## PROVIDED PASSAGE
↓↓↓

# House Prices: Advanced Regression Techniques
Predict sales prices and practice feature engineering, RFs, and gradient boosting

## 1. Load and explore data

In [None]:
# Upload dataset
import pandas as pd
import seaborn as sns

train = pd.read_csv("train.csv")
test = pd.read_csv("test.csv")
train.head()

In [None]:
sns.distplot(train['SalePrice'])

In [None]:
corr_mat = train.corr()
f, ax = plt.subplots(figsize=(12, 9))
sns.heatmap(corr_mat, vmax=.8, square=True)

## 2. Prepare Data

In [None]:
from sklearn.base import BaseEstimator, TransformerMixin
from sklearn.pipeline import Pipeline
from sklearn.preprocessing import OrdinalEncoder
import matplotlib.pyplot as plt

def plot_scatter(data):
    fig, axes = plt.subplots(1,len(data.columns.values)-1, sharey=True, figsize=(21, 3))
    for i, col in enumerate(data.columns.values[:-1]):
        data.plot(x=col, y="SalePrice", kind="scatter", ax=axes[i])

def plot_boxplot(cat, data, ordered=False):
    f, ax = plt.subplots(1, len(cat), sharey=True, figsize=(21, 4))
    for i, var in enumerate(cat):
        ord=None
        if ordered:
            ord = data.groupby(var)["SalePrice"].median().fillna(0).sort_values(ascending=False)[::-1].index
        d = pd.concat([data['SalePrice'], data[var]], axis=1)
        sns.boxplot(x=var, y="SalePrice", data=d, ax=ax[i], order=ord, showfliers=False)

In [None]:
train.info()

### 2.0 Features with Missing Values

In [None]:
class MissingValuesAttributeRemove(BaseEstimator, TransformerMixin):
    def fit(self, data):
        return self
    def transform(self, data):
        remove_attribute = [
            "Alley",       # Drop Alley (>93% features missing)
            "FireplaceQu", # Drop FireplaceQu (>47% features missing)
            "PoolQC",      # Drop PollQC (>99% features missing)
            "Fence",       # Drop Fence (>80% features missing)
            "MiscFeature", # Drop MiscFeature (>96% features missing)
            "MiscVal",     # Drop MiscVal (value of MiscFeature)
        ]
        for attribute in remove_attribute:
            data = data.drop(attribute, axis=1)

↑↑↑

Excerpts from bounding box data
↓↓↓

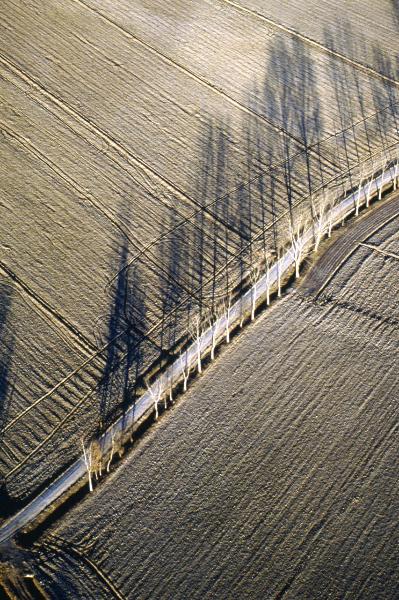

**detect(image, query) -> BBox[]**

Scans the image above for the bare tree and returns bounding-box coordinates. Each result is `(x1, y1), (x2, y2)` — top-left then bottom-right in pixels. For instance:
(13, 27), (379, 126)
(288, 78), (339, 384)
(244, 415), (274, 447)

(106, 432), (116, 473)
(146, 380), (162, 421)
(312, 194), (328, 252)
(179, 352), (190, 392)
(393, 159), (398, 190)
(378, 152), (386, 200)
(250, 265), (260, 321)
(223, 294), (231, 344)
(82, 439), (93, 492)
(289, 216), (306, 279)
(265, 256), (270, 306)
(90, 440), (103, 480)
(191, 315), (202, 373)
(277, 248), (281, 298)
(355, 166), (363, 217)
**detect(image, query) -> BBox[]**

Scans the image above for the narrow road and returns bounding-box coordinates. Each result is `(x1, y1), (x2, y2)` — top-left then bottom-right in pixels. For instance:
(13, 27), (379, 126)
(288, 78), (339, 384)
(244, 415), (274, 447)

(301, 190), (399, 298)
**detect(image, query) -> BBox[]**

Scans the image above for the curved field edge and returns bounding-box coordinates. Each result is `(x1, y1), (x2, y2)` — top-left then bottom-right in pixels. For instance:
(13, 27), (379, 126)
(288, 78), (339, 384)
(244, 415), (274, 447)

(0, 148), (399, 543)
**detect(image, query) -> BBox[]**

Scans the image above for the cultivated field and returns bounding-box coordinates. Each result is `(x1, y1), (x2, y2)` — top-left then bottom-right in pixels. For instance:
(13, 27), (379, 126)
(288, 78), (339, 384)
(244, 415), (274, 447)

(25, 209), (399, 599)
(0, 0), (398, 532)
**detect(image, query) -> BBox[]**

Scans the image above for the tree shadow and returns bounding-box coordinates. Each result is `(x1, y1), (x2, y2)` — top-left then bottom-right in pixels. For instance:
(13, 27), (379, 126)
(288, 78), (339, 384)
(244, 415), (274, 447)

(0, 281), (15, 518)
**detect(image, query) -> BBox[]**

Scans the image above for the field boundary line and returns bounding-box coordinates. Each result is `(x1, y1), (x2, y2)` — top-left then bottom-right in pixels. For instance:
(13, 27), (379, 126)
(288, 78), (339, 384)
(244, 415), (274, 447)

(0, 157), (398, 543)
(359, 241), (399, 260)
(221, 0), (399, 86)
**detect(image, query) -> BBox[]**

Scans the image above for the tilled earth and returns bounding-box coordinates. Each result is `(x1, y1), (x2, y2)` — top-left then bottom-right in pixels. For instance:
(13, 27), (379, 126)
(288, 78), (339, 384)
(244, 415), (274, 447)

(28, 210), (399, 599)
(0, 0), (398, 508)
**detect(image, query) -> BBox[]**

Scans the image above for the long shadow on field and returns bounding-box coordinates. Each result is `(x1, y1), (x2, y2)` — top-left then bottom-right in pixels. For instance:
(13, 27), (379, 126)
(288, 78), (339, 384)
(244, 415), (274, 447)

(0, 283), (14, 518)
(99, 212), (147, 430)
(324, 21), (398, 185)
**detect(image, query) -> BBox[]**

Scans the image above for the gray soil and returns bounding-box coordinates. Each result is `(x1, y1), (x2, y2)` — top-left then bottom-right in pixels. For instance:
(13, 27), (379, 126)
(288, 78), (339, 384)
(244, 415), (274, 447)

(0, 0), (398, 506)
(0, 0), (399, 599)
(32, 211), (399, 599)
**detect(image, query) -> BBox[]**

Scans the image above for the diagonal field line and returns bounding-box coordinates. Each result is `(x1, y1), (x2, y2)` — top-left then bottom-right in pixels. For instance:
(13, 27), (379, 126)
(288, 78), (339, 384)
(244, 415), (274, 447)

(359, 242), (399, 260)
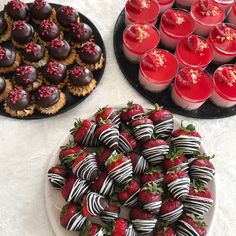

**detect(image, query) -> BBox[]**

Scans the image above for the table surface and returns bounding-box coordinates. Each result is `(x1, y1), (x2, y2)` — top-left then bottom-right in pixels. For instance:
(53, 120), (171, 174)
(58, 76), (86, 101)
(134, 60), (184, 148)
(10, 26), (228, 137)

(0, 0), (236, 236)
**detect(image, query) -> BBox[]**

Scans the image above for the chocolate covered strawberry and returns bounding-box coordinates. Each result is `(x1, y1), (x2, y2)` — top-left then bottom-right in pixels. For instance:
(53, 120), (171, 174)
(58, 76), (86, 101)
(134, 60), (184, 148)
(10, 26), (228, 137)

(149, 104), (174, 139)
(128, 152), (148, 175)
(176, 213), (207, 236)
(48, 165), (69, 189)
(121, 101), (144, 124)
(171, 124), (201, 155)
(164, 168), (190, 201)
(96, 120), (119, 150)
(130, 207), (157, 234)
(117, 179), (140, 207)
(184, 181), (213, 216)
(61, 175), (89, 202)
(95, 106), (120, 127)
(138, 182), (163, 214)
(106, 153), (133, 185)
(189, 154), (215, 184)
(142, 138), (169, 166)
(117, 130), (137, 153)
(60, 203), (86, 231)
(159, 199), (183, 224)
(70, 119), (98, 147)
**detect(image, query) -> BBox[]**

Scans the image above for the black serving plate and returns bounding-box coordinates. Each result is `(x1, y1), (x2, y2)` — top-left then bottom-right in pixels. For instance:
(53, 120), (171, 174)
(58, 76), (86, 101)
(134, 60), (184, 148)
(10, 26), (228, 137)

(113, 10), (236, 119)
(0, 3), (106, 120)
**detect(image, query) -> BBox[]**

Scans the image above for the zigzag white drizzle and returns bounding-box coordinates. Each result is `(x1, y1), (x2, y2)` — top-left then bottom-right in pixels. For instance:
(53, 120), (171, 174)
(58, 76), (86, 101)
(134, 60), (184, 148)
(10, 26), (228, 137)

(167, 177), (190, 199)
(142, 145), (170, 166)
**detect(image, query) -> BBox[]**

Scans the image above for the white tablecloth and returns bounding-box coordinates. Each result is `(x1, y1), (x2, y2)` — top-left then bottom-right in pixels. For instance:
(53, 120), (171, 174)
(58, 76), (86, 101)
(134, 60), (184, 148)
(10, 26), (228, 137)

(0, 0), (236, 236)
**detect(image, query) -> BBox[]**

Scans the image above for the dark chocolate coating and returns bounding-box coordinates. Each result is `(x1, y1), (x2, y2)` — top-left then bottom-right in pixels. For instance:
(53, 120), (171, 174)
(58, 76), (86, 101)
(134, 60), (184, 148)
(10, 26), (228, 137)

(43, 63), (67, 85)
(48, 40), (71, 60)
(30, 2), (52, 20)
(35, 86), (60, 108)
(0, 48), (16, 67)
(6, 89), (31, 111)
(14, 66), (37, 87)
(70, 22), (93, 43)
(0, 76), (6, 93)
(57, 6), (79, 27)
(0, 17), (7, 35)
(12, 22), (34, 44)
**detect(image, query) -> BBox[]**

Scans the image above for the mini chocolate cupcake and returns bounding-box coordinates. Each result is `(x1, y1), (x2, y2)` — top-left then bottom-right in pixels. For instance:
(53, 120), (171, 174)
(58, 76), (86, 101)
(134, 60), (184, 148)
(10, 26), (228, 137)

(70, 22), (93, 48)
(76, 42), (104, 71)
(4, 0), (29, 23)
(0, 46), (21, 74)
(14, 66), (43, 91)
(0, 76), (12, 102)
(48, 38), (76, 66)
(4, 88), (35, 117)
(56, 6), (79, 31)
(35, 86), (66, 115)
(67, 66), (97, 96)
(43, 61), (67, 89)
(0, 16), (11, 43)
(22, 42), (49, 68)
(30, 0), (56, 24)
(38, 19), (63, 46)
(11, 20), (34, 48)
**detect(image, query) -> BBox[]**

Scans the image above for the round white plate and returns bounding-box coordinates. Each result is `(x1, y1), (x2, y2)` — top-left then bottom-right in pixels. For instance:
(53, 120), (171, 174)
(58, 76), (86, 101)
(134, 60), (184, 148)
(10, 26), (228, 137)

(45, 119), (217, 236)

↑↑↑

## THE TASKS
1) In the house prices notebook, what share of values is missing for the Alley feature?
2) Turn the bounding box data excerpts, starting at the first row and ending at the line that contains "(0, 148), (399, 543)", into a Markdown table with the columns Row and Line, one line per table row and blank lines left out. Leave the pictures out.

## SOLUTIONS BELOW
1) More than 93%.

2)
| Row | Line |
|---|---|
| 1 | **detect(image, query) -> BBox[]** |
| 2 | Scans the image above for the bare tree and returns bounding-box coordinates. Each result is `(x1, y1), (x2, y2)` — top-left then bottom-right in pixels. For instance: |
| 3 | (13, 27), (379, 126) |
| 4 | (288, 78), (339, 384) |
| 5 | (244, 415), (274, 447) |
| 6 | (106, 432), (116, 473) |
| 7 | (146, 380), (162, 421) |
| 8 | (312, 194), (328, 252) |
| 9 | (179, 352), (190, 392) |
| 10 | (393, 159), (398, 190) |
| 11 | (378, 152), (386, 200) |
| 12 | (250, 265), (260, 321) |
| 13 | (223, 294), (231, 344) |
| 14 | (82, 439), (93, 492) |
| 15 | (289, 216), (306, 279) |
| 16 | (265, 256), (270, 306) |
| 17 | (90, 440), (103, 480) |
| 18 | (191, 315), (202, 373) |
| 19 | (277, 248), (281, 298) |
| 20 | (355, 166), (363, 217) |
| 21 | **detect(image, query) -> BBox[]** |
| 22 | Scans the image above for the narrow road and returns bounding-box coordinates. Each result is `(x1, y1), (x2, y2)` — top-left then bottom-right in pixels. For instance: |
| 23 | (13, 27), (379, 126) |
| 24 | (288, 78), (339, 384) |
| 25 | (244, 415), (274, 447) |
| 26 | (301, 190), (399, 298) |
| 27 | **detect(image, query) -> BBox[]** |
| 28 | Scans the image above for the curved field edge and returns bounding-box coordinates. Each result is `(x1, y1), (x2, y2)` — top-left then bottom-right in pixels. For instance: |
| 29 | (13, 27), (379, 126) |
| 30 | (288, 78), (339, 384) |
| 31 | (244, 415), (274, 447) |
| 32 | (0, 148), (399, 543) |